Write the next part of the forum thread about running Windows 10 on an older Toshiba laptop after removing Norton, starting after its final post.

- Selected text
============

My Toshiba Satellite (L655 series) came with Windows 7 Home Premium 64 bit as well. I didn't have any specific driver updates for Windows 10 either but it runs great with no problems. I do have 4GB of RAM however, and I'm not running any Norton software. That is why I suggested he remove the Norton and see if it makes any difference. Sometimes techies do overlook the basic and go for the more complex. I've seen it happen before.


----------



## flavallee (May 12, 2002)

Windows 10 is pretty good about providing drivers for many older computers, but that's usually discovered by "trial and error".
It did that job well when I installed Windows 10 in my 2008 - 2009 Dell desktops.

--------------------------------------------------------------


----------



## jayeliot (Feb 3, 2003)

For Floridgal1 - I removed Norton Suite and things have improved greatly. The lag when typing is gone, navigating between the Yahoo Inbox to Sent Box to Drafts box is still a bit sluggish, but way better than before. Thanks for the advice.

For napalmz - I would like to follow your suggestions, but I have no idea how to check hardware like drivers and graphics card ?


----------



## jayeliot (Feb 3, 2003)

So after removing Norton, I see that my protection is now Microsoft Defender. Any suggestions ?


----------



## Floridagal1 (Jun 28, 2016)

jayeliot said:


> So after removing Norton, I see that my protection is now Microsoft Defender. Any suggestions ?


I have Defender running on mine as well. Norton slows down a lot of computers with low RAM. I stopped using it years ago when they first started this internet security suite stuff. Avast Free version is pretty good if you want something more than Defender.

============

- Provided data

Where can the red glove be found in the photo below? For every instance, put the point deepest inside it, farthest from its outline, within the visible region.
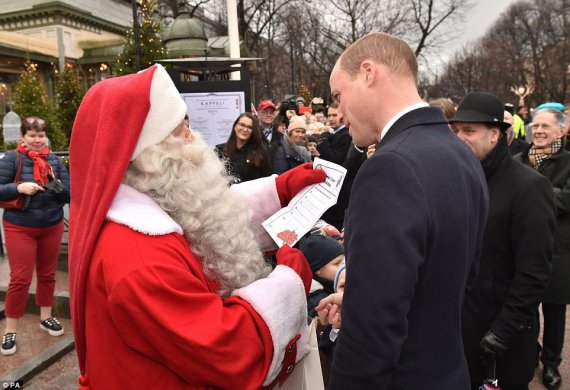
(295, 259)
(294, 180)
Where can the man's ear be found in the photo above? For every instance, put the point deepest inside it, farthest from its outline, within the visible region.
(369, 71)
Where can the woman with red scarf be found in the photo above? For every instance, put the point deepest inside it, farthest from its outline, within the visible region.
(33, 234)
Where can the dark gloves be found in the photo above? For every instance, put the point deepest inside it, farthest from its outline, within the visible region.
(294, 180)
(295, 259)
(493, 346)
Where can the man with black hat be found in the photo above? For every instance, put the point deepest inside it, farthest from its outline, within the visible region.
(499, 314)
(271, 134)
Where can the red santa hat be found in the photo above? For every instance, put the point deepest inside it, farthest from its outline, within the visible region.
(118, 118)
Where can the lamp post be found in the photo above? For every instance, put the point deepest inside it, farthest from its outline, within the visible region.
(136, 33)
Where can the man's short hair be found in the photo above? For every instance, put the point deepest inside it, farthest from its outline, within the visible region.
(559, 116)
(388, 50)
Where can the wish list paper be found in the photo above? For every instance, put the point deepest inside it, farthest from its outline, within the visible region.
(291, 223)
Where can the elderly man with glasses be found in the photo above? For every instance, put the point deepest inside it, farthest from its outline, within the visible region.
(271, 135)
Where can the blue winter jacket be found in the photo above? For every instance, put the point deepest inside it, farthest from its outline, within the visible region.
(45, 207)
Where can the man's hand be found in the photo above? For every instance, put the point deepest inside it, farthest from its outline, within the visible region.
(295, 259)
(329, 310)
(294, 180)
(493, 345)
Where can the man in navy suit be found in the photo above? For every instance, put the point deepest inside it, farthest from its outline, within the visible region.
(413, 232)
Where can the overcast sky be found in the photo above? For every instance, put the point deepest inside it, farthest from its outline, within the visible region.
(483, 14)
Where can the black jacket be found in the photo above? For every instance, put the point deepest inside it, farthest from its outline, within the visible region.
(45, 208)
(414, 227)
(557, 171)
(276, 137)
(241, 167)
(287, 157)
(514, 269)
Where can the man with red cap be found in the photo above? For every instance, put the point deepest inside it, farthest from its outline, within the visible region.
(168, 283)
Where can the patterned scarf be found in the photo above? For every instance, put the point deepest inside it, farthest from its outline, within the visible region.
(538, 155)
(43, 172)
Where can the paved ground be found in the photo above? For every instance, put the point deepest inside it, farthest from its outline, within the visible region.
(63, 374)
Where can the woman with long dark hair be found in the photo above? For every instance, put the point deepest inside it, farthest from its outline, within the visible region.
(245, 153)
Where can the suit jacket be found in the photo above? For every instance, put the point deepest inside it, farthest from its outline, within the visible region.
(336, 148)
(414, 228)
(514, 269)
(557, 171)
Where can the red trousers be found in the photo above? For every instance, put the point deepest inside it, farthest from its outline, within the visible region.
(27, 247)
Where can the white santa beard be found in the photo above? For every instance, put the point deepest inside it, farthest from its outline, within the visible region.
(189, 182)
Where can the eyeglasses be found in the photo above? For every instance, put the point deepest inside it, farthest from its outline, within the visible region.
(32, 120)
(244, 126)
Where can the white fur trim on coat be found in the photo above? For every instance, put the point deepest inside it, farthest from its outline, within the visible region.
(260, 196)
(280, 300)
(139, 212)
(167, 110)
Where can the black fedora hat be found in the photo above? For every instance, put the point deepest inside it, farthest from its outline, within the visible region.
(481, 107)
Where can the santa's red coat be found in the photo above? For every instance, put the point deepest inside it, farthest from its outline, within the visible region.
(153, 318)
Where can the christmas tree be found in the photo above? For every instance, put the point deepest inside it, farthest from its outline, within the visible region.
(30, 99)
(30, 94)
(151, 47)
(68, 95)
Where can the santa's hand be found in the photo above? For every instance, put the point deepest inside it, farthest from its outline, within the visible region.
(294, 180)
(328, 310)
(294, 259)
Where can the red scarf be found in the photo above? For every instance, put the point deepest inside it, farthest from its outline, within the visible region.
(43, 172)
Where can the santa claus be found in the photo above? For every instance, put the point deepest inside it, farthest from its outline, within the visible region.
(168, 284)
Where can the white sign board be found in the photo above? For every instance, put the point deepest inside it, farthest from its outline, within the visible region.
(213, 114)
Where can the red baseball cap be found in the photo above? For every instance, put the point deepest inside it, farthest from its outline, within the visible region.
(266, 104)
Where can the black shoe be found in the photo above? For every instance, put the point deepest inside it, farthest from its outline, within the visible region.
(9, 344)
(52, 326)
(551, 377)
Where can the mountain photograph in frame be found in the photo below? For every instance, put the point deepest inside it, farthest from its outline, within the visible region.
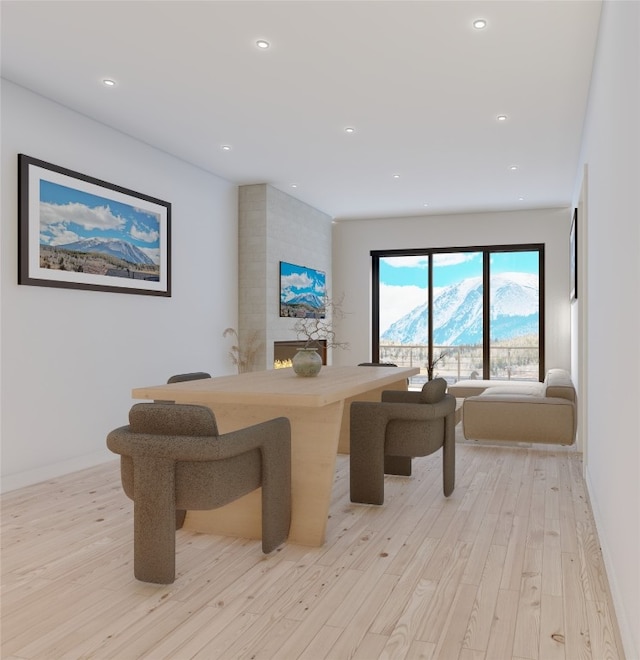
(79, 232)
(303, 291)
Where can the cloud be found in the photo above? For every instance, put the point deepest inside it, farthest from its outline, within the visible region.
(57, 235)
(440, 259)
(152, 253)
(150, 236)
(98, 217)
(297, 281)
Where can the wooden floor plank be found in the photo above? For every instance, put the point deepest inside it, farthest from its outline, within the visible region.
(508, 567)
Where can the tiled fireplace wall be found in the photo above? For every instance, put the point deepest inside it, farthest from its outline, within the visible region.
(274, 227)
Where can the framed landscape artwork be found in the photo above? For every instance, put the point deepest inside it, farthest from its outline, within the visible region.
(573, 242)
(302, 291)
(79, 232)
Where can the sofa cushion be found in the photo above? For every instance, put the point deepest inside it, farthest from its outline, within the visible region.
(433, 390)
(522, 389)
(465, 388)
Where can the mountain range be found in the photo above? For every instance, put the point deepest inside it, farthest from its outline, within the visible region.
(457, 313)
(310, 299)
(111, 246)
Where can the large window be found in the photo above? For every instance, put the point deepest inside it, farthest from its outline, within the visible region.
(461, 313)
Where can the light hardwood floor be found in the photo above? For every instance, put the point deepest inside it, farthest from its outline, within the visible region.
(508, 567)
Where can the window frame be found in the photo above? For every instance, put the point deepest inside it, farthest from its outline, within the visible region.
(486, 251)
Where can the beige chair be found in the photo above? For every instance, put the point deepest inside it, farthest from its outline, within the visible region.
(385, 436)
(173, 459)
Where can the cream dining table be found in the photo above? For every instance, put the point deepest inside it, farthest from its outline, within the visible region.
(318, 410)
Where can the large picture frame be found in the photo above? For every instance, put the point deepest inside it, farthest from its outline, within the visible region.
(78, 232)
(573, 243)
(303, 291)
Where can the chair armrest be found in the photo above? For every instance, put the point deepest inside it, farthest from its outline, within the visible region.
(198, 448)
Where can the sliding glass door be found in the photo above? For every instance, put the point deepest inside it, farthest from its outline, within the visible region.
(460, 313)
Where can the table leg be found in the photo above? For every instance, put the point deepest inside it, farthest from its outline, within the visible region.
(314, 445)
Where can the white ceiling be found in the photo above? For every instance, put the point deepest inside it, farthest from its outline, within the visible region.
(421, 87)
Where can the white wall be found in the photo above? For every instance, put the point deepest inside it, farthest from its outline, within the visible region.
(353, 240)
(69, 358)
(610, 303)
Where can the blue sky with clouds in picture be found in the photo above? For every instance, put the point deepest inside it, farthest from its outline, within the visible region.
(68, 215)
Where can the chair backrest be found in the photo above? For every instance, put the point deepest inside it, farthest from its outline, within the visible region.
(172, 419)
(194, 375)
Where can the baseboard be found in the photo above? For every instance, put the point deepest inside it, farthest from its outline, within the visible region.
(30, 477)
(627, 639)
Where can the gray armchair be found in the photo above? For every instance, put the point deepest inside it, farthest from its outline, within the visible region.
(385, 436)
(194, 375)
(173, 459)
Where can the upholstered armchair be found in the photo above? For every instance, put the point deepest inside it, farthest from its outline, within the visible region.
(173, 459)
(194, 375)
(386, 435)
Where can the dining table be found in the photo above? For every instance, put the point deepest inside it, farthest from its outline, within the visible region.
(318, 410)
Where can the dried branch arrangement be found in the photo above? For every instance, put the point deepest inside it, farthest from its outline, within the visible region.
(243, 354)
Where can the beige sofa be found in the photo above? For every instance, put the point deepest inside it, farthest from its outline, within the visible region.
(519, 411)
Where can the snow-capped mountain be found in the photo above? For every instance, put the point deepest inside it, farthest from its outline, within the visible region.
(111, 246)
(310, 299)
(457, 312)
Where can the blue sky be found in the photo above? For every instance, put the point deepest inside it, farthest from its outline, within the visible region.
(403, 280)
(450, 268)
(297, 280)
(68, 215)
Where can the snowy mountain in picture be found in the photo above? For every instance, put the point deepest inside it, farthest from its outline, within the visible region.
(457, 313)
(113, 247)
(310, 299)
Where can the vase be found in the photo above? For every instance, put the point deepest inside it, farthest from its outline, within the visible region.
(307, 362)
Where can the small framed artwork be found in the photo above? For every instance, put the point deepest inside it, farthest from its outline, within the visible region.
(573, 243)
(302, 291)
(79, 232)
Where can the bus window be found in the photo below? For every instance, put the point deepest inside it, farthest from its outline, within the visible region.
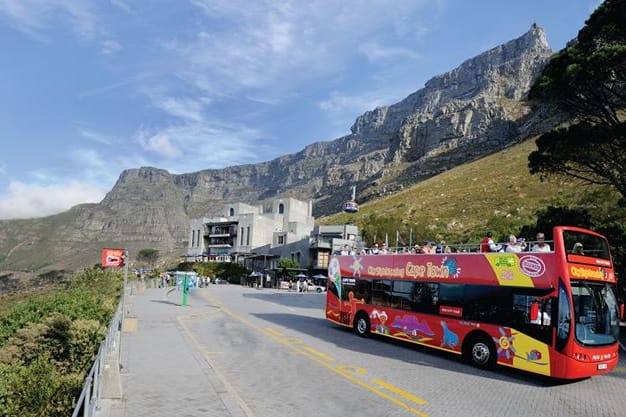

============

- Result for this task
----------



## flavallee (May 12, 2002)

Now that you've installed Norton  from your computer, you need to download and save and then run the Norton Removal Tool so it can find and remove the leftover file and registry "debris" from the uninstall.

Using the built-in *Windows Defender* (aka Microsoft Security Essentials) antivirus program that comes as part of Windows 10 is fine.

--------------------------------------------------------------


----------



## jayeliot (Feb 3, 2003)

I have downloaded the Norton removal tool and ran the program. There is no more lag when typing in Yahoo mail, but there is lag as I am writing this reply. It is not too bad a lag but noticeable.


----------



## Norton_Support (Oct 7, 2013)

Hi Jayeliot,

Sorry for the delay. May I know which Norton product are you using?

Praveen
Norton Support.


----------



## jayeliot (Feb 3, 2003)

Its been a few days since my uninstall of Norton. There is still some lag when typing and scrolling down a web page, particularly with Yahoo but other sites as well. It is better but not great.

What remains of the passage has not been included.